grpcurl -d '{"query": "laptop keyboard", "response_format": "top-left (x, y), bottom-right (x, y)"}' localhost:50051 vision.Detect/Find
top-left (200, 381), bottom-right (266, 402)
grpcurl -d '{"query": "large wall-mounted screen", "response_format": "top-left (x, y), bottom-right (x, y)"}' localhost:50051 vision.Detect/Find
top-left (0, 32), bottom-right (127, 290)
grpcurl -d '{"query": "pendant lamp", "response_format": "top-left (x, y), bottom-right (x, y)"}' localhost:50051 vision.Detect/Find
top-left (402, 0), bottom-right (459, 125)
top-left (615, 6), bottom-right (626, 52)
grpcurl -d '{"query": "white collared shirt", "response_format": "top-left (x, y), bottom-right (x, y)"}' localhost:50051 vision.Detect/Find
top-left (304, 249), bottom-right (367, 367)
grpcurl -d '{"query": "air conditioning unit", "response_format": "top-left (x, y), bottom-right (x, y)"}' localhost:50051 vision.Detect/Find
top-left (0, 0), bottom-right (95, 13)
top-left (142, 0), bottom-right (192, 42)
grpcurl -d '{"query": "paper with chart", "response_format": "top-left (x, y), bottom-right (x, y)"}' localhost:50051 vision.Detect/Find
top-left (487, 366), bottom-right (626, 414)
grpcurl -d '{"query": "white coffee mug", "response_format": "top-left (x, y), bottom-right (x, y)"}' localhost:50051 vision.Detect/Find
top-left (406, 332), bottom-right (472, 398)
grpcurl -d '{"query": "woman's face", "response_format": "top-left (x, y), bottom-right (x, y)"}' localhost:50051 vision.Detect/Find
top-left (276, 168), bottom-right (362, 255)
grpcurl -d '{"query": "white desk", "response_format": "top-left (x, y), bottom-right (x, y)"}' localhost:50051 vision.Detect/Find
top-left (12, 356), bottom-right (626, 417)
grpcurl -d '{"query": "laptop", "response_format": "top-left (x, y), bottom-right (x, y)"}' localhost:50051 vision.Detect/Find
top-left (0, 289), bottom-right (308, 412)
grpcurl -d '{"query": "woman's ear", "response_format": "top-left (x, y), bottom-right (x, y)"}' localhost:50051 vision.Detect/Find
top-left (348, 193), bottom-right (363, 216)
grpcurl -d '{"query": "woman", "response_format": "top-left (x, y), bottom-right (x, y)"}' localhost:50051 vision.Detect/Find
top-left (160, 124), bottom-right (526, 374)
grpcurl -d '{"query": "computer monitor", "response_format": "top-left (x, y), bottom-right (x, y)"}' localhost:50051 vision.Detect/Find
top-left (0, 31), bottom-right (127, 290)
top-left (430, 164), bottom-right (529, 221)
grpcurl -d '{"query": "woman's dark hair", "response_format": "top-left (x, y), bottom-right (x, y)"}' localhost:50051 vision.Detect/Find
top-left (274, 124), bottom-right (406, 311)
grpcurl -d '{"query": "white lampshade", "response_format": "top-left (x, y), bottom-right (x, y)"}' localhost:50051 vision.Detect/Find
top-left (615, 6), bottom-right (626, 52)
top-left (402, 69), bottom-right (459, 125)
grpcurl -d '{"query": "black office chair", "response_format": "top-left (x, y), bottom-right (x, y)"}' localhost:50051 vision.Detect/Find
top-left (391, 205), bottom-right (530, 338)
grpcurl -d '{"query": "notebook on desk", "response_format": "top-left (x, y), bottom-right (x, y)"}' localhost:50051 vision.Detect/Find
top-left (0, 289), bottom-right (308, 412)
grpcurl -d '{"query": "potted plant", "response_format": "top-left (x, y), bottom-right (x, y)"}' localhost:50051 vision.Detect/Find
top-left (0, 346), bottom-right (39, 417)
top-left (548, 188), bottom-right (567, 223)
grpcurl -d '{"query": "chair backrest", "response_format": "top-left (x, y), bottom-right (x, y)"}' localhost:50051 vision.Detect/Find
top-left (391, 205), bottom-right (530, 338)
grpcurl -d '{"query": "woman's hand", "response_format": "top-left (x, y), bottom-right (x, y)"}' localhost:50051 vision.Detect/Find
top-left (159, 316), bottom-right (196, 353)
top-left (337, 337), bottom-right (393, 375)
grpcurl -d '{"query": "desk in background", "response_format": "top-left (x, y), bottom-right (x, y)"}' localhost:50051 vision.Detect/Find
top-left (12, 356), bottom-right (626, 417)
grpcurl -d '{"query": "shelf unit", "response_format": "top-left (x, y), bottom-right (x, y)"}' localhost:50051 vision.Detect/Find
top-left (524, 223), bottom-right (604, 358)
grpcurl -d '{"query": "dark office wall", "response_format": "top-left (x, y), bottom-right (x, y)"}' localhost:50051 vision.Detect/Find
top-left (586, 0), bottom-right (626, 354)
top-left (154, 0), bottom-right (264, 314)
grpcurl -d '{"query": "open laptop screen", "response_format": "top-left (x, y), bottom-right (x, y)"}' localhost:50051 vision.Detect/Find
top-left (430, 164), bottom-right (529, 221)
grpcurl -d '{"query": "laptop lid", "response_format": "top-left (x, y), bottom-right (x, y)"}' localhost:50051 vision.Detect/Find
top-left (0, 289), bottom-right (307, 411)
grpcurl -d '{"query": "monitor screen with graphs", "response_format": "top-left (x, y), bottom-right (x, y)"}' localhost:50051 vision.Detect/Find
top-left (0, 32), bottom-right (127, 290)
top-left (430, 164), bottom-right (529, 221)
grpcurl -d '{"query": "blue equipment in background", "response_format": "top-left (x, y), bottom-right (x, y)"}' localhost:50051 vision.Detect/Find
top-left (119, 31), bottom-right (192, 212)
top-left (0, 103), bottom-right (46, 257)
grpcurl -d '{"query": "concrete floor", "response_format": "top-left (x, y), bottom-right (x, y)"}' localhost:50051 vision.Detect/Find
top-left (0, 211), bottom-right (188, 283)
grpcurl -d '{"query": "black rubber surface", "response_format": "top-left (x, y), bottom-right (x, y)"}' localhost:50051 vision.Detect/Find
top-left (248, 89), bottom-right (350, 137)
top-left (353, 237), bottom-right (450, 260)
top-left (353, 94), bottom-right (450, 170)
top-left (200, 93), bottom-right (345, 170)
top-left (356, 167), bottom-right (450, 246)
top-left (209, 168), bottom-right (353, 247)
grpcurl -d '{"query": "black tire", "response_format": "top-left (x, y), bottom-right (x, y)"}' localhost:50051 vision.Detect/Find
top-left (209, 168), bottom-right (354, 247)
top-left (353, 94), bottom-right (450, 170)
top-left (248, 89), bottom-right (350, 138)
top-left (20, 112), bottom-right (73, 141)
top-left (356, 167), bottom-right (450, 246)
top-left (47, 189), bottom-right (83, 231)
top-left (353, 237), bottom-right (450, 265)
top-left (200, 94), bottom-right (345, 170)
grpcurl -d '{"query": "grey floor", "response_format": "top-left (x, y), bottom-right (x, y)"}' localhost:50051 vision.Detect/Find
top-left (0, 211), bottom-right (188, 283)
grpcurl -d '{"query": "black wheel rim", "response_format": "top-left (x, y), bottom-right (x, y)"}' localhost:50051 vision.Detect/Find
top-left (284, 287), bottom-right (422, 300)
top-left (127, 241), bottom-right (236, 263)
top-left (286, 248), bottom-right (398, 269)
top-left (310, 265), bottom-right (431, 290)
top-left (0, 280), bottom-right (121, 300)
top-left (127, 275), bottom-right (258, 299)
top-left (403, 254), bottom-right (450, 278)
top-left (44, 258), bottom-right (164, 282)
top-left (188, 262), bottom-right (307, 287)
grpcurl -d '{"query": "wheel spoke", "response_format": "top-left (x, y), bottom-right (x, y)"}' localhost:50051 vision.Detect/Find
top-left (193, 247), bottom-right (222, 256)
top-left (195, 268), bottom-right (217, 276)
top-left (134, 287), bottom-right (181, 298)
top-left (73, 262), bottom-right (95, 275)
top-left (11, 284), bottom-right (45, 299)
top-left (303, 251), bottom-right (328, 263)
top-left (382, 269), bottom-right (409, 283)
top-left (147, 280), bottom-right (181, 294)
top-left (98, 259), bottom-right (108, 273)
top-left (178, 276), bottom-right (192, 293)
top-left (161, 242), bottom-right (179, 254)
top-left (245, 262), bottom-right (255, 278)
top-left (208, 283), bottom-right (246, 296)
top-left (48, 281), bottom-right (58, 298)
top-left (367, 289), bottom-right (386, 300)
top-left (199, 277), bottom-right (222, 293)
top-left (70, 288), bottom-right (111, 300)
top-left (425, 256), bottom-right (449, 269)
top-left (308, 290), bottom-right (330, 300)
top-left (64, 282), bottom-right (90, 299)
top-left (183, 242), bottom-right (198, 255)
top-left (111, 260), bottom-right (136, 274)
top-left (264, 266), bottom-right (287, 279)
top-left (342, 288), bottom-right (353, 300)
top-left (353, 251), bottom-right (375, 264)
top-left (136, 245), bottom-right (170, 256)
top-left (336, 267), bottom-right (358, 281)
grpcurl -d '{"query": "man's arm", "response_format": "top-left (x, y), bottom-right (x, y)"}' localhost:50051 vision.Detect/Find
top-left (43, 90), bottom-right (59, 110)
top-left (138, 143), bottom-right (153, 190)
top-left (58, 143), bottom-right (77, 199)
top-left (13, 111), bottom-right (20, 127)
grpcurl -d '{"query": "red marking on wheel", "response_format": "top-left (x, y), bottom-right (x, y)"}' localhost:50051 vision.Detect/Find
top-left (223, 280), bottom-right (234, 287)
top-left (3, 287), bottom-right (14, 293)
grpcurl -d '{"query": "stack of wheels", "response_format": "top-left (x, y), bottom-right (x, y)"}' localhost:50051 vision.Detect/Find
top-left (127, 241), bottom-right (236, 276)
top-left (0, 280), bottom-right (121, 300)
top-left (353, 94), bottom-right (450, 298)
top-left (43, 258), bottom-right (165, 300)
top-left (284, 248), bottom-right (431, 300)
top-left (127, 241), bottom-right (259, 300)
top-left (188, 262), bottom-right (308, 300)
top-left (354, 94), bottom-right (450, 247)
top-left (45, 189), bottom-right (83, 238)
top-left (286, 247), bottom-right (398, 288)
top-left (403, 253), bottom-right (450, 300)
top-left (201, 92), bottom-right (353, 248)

[Exercise aim] Reproduce word for word the stretch of the records from the very start through the line containing "top-left (304, 249), bottom-right (367, 367)", including that line.

[Full output]
grpcurl -d '{"query": "laptop keyboard", "response_format": "top-left (x, y), bottom-right (x, y)"}' localhost:50051 vision.Detect/Find
top-left (200, 381), bottom-right (266, 402)
grpcurl -d '{"query": "large wall-mounted screen", "response_format": "top-left (x, y), bottom-right (x, y)"}' localhost:50051 vision.Detect/Find
top-left (0, 32), bottom-right (127, 290)
grpcurl -d '{"query": "pendant lamp", "response_format": "top-left (x, y), bottom-right (x, y)"}' localhost:50051 vision.Detect/Find
top-left (402, 0), bottom-right (459, 125)
top-left (615, 6), bottom-right (626, 52)
grpcurl -d '{"query": "white collared shirt", "response_format": "top-left (x, y), bottom-right (x, y)"}' localhost:50051 vision.Detect/Find
top-left (304, 249), bottom-right (367, 367)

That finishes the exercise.